The data below:
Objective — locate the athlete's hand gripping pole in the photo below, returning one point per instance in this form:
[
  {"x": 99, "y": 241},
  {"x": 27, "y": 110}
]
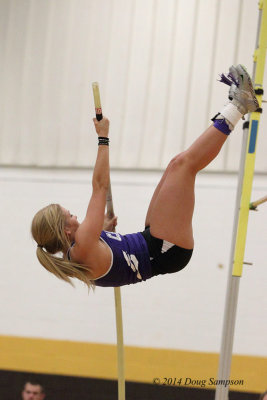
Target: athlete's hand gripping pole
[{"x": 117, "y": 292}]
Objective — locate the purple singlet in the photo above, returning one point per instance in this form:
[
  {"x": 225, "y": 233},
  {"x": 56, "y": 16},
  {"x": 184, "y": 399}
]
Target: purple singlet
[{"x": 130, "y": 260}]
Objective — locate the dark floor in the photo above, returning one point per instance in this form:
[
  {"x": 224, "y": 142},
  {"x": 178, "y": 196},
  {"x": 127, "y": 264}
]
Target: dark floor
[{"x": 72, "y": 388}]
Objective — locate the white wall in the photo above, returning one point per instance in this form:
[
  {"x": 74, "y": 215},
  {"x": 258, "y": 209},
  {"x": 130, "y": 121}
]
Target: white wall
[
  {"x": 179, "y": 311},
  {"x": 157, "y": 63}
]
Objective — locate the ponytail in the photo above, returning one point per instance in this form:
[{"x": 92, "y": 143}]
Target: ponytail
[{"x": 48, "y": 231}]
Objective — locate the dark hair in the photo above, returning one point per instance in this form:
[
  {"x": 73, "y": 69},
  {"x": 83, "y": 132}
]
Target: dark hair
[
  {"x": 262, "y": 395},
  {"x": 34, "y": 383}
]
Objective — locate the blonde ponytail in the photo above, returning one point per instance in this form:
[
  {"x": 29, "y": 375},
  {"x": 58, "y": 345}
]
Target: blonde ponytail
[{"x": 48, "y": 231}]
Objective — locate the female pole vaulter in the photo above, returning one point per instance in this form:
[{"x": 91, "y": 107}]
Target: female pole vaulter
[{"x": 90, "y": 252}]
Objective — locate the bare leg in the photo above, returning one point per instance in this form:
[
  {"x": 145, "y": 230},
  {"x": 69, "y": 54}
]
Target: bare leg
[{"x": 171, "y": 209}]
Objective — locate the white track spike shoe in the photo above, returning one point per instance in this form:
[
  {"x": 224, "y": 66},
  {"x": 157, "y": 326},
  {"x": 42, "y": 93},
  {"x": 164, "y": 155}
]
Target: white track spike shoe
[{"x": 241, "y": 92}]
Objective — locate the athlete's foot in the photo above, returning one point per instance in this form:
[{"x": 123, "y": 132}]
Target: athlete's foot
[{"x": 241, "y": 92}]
End of The data.
Everything in the records goes into your answer exactly, except the pictures.

Objective — locate the athlete's hand gripping pole in the photo below, returning one point per instance in this form:
[
  {"x": 99, "y": 241},
  {"x": 27, "y": 110}
]
Target: athlete's hand gripping pole
[{"x": 117, "y": 292}]
Objective — locate the purple singlet in the photo above, returning one point per instance in this form:
[
  {"x": 225, "y": 233},
  {"x": 56, "y": 16},
  {"x": 184, "y": 399}
]
Target: purple singlet
[{"x": 130, "y": 260}]
Objective — locate the dark floor in the photo above, returning one point per instance in this form:
[
  {"x": 224, "y": 142},
  {"x": 178, "y": 196},
  {"x": 127, "y": 264}
]
Target: dark floor
[{"x": 72, "y": 388}]
Objective — locate the white wall in the photo above, returning one point per instance in this form:
[
  {"x": 74, "y": 215},
  {"x": 258, "y": 209},
  {"x": 130, "y": 121}
]
Target: white wall
[
  {"x": 179, "y": 311},
  {"x": 157, "y": 63}
]
Objective — locate the ponytail in the photo above, returning one point per instance in this form:
[{"x": 92, "y": 143}]
Target: ponytail
[{"x": 48, "y": 231}]
Objective — locate the dark hair in the photo above, returning one point per instance in this form:
[
  {"x": 73, "y": 69},
  {"x": 83, "y": 132}
]
Target: dark hair
[
  {"x": 262, "y": 395},
  {"x": 34, "y": 383}
]
Objective — locate the blonde ponytail in the photo above, returning one point per instance in this form:
[
  {"x": 29, "y": 375},
  {"x": 58, "y": 345}
]
Target: blonde ponytail
[{"x": 48, "y": 231}]
Objective — locate the female pole vaulter in the photo above, returning one point per instance in this form:
[{"x": 91, "y": 107}]
Target: female pole vaulter
[{"x": 90, "y": 252}]
Objective — locate the bare leg in the photo above, returning one point per instance in this form:
[
  {"x": 145, "y": 230},
  {"x": 69, "y": 54}
]
Target: bare leg
[{"x": 171, "y": 209}]
Objective — locate the white track spike shoe in the photo above, returning one point per instance in this form:
[
  {"x": 224, "y": 66},
  {"x": 157, "y": 326},
  {"x": 42, "y": 93},
  {"x": 164, "y": 155}
]
Target: white track spike shoe
[{"x": 241, "y": 92}]
Objective — locate the athlete's foot in the photo above, returning one point per instance in this form:
[{"x": 123, "y": 132}]
Target: athlete's foot
[{"x": 241, "y": 92}]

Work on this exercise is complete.